Par Jean-Pierre Leroy
de Dunkerque

 

En septembre 61, alors que je roulais en Solex, je me suis acheté une Juvaquatre, c'était ma première voiture. Mon grand-père m'avait offert son Solex, quand j'ai obtenu le CAP de mécanique auto, en juin 60. Puis j'ai commencé à travailler en juin 61.

Les premiers sous gagnés furent pour m'acheter une Juvaquatre. Cette petite voiture n'était pas inconnue pour moi, et l'occasion s'est présentée. C'était une fourgonnette à moteur latéral 6 Cv. Verte, équipée d'une galerie, elle était belle comme tout.

Ma Juva en 1962, dans toute sa splendeur, garée dans la cité des fortifications à Dunkerque. A l'époque, j'étais mécanicien dans une entreprise travaux publics qui construisait une énorme digue qui sépare les hauts-fourneaux d'Usinor et la Mer. Quel chantier !

Ci-dessus, nous trois, en 1962. Avec notre Juva, nous étions les plus heureux du monde. C'était notre voiture, un luxe pour l'époque.

> _Données affichées_
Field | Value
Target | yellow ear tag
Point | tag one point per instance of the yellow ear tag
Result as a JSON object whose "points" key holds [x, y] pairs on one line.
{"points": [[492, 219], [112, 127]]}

> _Consigne_
Reproduisez à l'identique le passage du récit sur la Juvaquatre, depuis « En septembre 61, alors » jusqu'à « en juin 61. » inclus.

> _Corrigé_
En septembre 61, alors que je roulais en Solex, je me suis acheté une Juvaquatre, c'était ma première voiture. Mon grand-père m'avait offert son Solex, quand j'ai obtenu le CAP de mécanique auto, en juin 60. Puis j'ai commencé à travailler en juin 61.